:: DIRECTIONS FOR THIS TASK ::
Copy out the records below, replacing "instance" with "occurrence" everywhere it occurs and keeping everything else the same. Omit the pictures from your copy.

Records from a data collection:
"""

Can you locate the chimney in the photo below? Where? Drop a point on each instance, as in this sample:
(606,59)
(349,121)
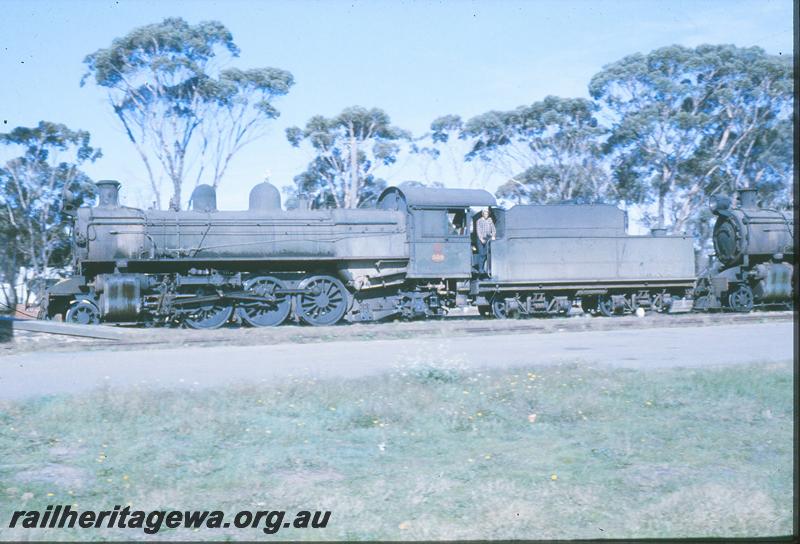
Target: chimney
(108,193)
(747,198)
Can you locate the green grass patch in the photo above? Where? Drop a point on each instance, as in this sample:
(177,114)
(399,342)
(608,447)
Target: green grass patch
(427,452)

"""

:: COMPLETE ANSWER ::
Can you locate the chimney in the photo below? Where? Drop a point on each occurrence, as in this sample:
(606,59)
(349,121)
Target: chimney
(108,193)
(747,198)
Can you locate the green grass patch in the photo above? Where? Drop a point on each occurrence, as in this sample:
(177,114)
(399,342)
(608,447)
Target: green grass patch
(427,452)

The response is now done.